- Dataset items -
== Segment start ==

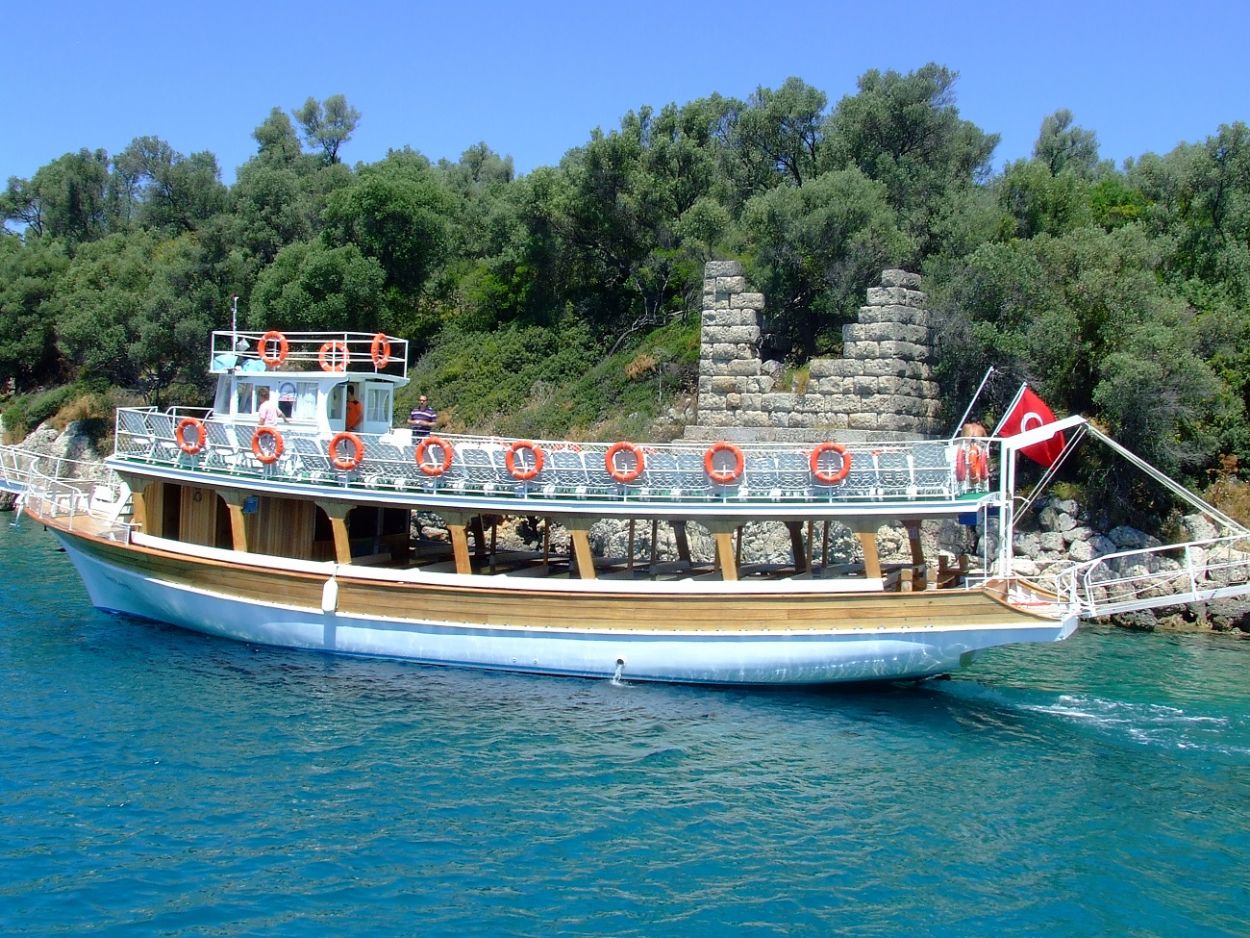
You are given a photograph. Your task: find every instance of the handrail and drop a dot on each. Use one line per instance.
(1168, 574)
(358, 353)
(879, 470)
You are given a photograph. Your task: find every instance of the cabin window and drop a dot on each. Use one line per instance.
(378, 408)
(245, 397)
(304, 400)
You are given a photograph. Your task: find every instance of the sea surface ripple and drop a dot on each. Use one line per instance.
(160, 782)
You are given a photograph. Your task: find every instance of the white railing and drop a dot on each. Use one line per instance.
(904, 470)
(99, 504)
(1170, 574)
(356, 353)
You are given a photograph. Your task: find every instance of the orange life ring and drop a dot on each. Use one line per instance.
(824, 475)
(724, 477)
(380, 350)
(276, 443)
(521, 473)
(979, 463)
(190, 423)
(624, 475)
(283, 348)
(333, 355)
(346, 463)
(433, 468)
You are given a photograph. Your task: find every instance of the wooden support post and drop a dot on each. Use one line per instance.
(723, 535)
(579, 533)
(458, 529)
(240, 523)
(139, 507)
(679, 534)
(865, 530)
(479, 535)
(725, 554)
(798, 549)
(338, 514)
(918, 554)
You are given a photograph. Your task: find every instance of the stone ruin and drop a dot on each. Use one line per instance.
(881, 388)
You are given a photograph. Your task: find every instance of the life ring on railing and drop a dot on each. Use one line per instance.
(978, 463)
(283, 348)
(624, 475)
(333, 355)
(824, 475)
(433, 468)
(380, 350)
(519, 472)
(275, 448)
(349, 462)
(971, 463)
(726, 475)
(190, 423)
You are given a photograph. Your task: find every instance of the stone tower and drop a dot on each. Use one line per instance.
(881, 388)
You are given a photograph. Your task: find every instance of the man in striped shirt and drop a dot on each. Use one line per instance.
(423, 418)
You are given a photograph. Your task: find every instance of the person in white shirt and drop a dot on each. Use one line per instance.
(268, 414)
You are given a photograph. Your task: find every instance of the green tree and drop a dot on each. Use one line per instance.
(328, 125)
(160, 188)
(29, 274)
(311, 287)
(1063, 145)
(905, 131)
(398, 213)
(66, 199)
(819, 245)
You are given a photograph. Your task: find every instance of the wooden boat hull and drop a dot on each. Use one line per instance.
(686, 633)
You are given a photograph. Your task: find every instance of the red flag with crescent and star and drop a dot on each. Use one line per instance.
(1029, 413)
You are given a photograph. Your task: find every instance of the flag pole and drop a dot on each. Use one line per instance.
(1008, 413)
(971, 403)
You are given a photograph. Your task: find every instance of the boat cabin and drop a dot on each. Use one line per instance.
(313, 377)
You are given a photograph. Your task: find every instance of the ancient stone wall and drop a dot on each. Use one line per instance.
(881, 388)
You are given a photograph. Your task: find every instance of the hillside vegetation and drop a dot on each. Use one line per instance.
(565, 302)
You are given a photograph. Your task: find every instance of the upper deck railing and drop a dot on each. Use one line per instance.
(349, 353)
(461, 464)
(1168, 574)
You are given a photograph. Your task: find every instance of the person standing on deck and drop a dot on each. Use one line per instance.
(268, 414)
(423, 418)
(355, 409)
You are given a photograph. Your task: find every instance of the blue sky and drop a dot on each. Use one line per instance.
(533, 79)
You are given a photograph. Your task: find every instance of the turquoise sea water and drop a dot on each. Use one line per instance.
(153, 781)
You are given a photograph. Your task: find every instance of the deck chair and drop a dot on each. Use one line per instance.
(311, 460)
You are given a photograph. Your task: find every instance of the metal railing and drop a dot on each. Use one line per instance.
(905, 470)
(1149, 578)
(95, 504)
(356, 353)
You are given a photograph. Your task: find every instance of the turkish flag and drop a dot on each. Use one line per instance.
(1029, 413)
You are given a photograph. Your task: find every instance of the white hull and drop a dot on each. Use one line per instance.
(730, 657)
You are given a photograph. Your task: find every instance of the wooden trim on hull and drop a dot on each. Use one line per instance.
(476, 603)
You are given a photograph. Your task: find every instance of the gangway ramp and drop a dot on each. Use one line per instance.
(1150, 578)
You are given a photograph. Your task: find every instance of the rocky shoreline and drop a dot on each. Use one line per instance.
(1055, 533)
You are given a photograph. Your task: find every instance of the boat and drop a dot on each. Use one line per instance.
(301, 535)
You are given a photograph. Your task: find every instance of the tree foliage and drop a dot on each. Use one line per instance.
(1119, 292)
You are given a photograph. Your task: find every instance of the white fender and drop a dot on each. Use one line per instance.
(330, 595)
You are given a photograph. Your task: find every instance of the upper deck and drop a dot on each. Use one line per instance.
(356, 354)
(920, 478)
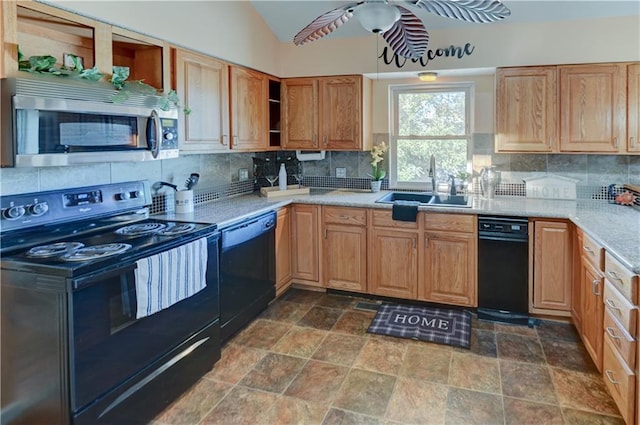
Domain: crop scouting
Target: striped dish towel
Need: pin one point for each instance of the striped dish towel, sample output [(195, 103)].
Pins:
[(166, 278)]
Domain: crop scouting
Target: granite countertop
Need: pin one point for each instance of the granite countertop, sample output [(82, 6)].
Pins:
[(616, 227)]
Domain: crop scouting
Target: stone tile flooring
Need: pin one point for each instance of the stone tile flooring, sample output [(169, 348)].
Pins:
[(308, 360)]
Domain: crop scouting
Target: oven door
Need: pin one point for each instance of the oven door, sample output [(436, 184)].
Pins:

== Segment end ==

Leaving aside the images, write out the entries above word for word.

- SOLUTION TO THE PROBLEM -
You are given a photograph. Your task: find every instance of the handrail and drop a dot on each. Use one line per instance.
(1168, 574)
(358, 353)
(879, 470)
You are given a photograph. Your task: find every instance of the cabin window and drop a dot on each. Use one line per instance.
(378, 408)
(245, 397)
(304, 400)
You are given a photograph. Your task: find every instance of the sea surface ripple and drop a dot on each. Use one line per instance.
(160, 782)
You are given a photograph. Your task: find every instance of the white railing and drop a dot on each. Use one line per instance.
(904, 470)
(99, 504)
(1170, 574)
(356, 353)
You are given a photograph. Your task: find every instance of the orange life ring and drop a dot on each. Use one line per instance.
(824, 475)
(724, 477)
(380, 350)
(276, 443)
(521, 473)
(979, 463)
(190, 423)
(624, 475)
(283, 348)
(333, 355)
(346, 463)
(433, 468)
You are given a photograph. Your task: find every instance of the wooden support post and drop a dot on each. Use one line per instance.
(723, 535)
(579, 533)
(458, 529)
(240, 523)
(139, 507)
(679, 534)
(865, 530)
(479, 535)
(725, 554)
(798, 549)
(338, 514)
(918, 554)
You are given a photograph. Your task: find every instance of the stone ruin and drop a dot on each. Use one line per instance.
(881, 388)
You are given a photograph. Your task: find every instance of the life ring on railing and drop a dot on each. Use one line per instance.
(978, 463)
(283, 348)
(624, 475)
(333, 355)
(824, 475)
(433, 468)
(380, 350)
(519, 472)
(275, 448)
(349, 462)
(971, 463)
(726, 475)
(190, 423)
You are given a photograph. Your task: find every instance of the stone tower and drop a dot on each. Use one line per instance.
(881, 388)
You are given a photograph. Your task: find every instance of the man in striped shirt and drop a dot on each. Use one line per instance.
(423, 418)
You are given a photograph. Your task: find every instance of the person in white shirt and drop a dot on each. Use one line per instance.
(268, 414)
You are given a photograph. Your task: find every instance of the green tree and drop a dot on each. Use one line per instance.
(328, 125)
(160, 188)
(29, 274)
(311, 287)
(1063, 145)
(905, 131)
(398, 213)
(66, 199)
(819, 245)
You are given a photograph. Your task: find every instance of the wooden boat hull and drop a dot on each. Use one line per instance.
(686, 633)
You are given a photograph. Your task: find every instance of the red flag with crescent and star and drop a dot on each. Use one line per instance.
(1029, 413)
You are given a photograph. Your task: find every instance of the flag pole and drop a dot on each. Use one line per instance.
(1008, 413)
(971, 403)
You are given a photograph. Your task: find every instance of the boat cabin and drop a dot on each. Use one line per instance.
(313, 377)
You are given a photograph. Your task: find every instance of the ancient stone wall and drop a dot on each. Use one line per instance.
(881, 388)
You are given a photograph. Your task: find every instance of the hillside vegetation and drop a dot on each. Use one line per instance.
(565, 302)
You are given a photograph. Your task: find every instance of the upper deck railing and drop a dot on each. Use one line per instance.
(349, 353)
(461, 464)
(1168, 574)
You are given a photograph. Your task: find every instance of the person standing on deck and drop a dot on each. Use one line per instance.
(268, 414)
(423, 418)
(355, 409)
You are given a photograph. Your task: find every instance of the blue sky and drop a dot on each. Use one line per instance.
(533, 79)
You are given a photograph. Your task: find every instance of the turquoise sea water and drop a dot on each. Use one line per instance.
(153, 781)
You are given a photograph. Your task: find every instance of the deck chair and drop a dot on each. Use one line per instance.
(311, 460)
You are given a photograph. Your task: find every instance of the metal railing and drop a dot on each. Use one line per instance.
(905, 470)
(1149, 578)
(95, 504)
(356, 353)
You are given a photograph. Your task: find every instance of the turkish flag and drop a dot on each. Use one line per instance.
(1029, 413)
You are given a photograph. Your task: find every instance of the white hull and drop a dot on each. Use one line per instance.
(730, 657)
You are given a photograph. Your task: find every instance of the wooden trim on hull and drop a dot on each. Use one line per instance.
(476, 603)
You are given a photograph. Your task: find every instance of the gangway ramp and drop a dot on each. Use one line per instance.
(1150, 578)
You are given a photograph. Your task: find every instance of the rocky shoreline and drop a dot on each. Use one line per instance.
(1055, 533)
You are given a photograph. Your task: find every instance of the boat and drop a dot on each. Use one line per instance.
(301, 535)
You are given a photograph. Your task: find every instance of the tree foliage and drop a dot on each. Use one line per instance.
(1119, 292)
You are given a photograph. Your task: find every instance of the white fender and drop a dot on each. Use one line per instance.
(330, 595)
You are given a photograph. Your task: find every instance of the upper deck and drop a dot on each. Use one line per instance.
(356, 354)
(920, 478)
Domain: crop scouting
Target: striped dish towel
Need: pin one point for each instance of the striped dish towel, sample output [(195, 103)].
Pins:
[(166, 278)]
Domain: crop scouting
Target: granite countertop
Need: pin one point for each instance of the granite countertop, sample output [(82, 6)].
Pins:
[(616, 227)]
Domain: crop scouting
Target: stone tile flooring
Need: pin one point for each instance of the stone tile flooring, sample output [(169, 348)].
Pins:
[(308, 360)]
Domain: crop scouting
Target: oven door
Need: pin one point for each instance of the oven door, sample output [(436, 184)].
Pins:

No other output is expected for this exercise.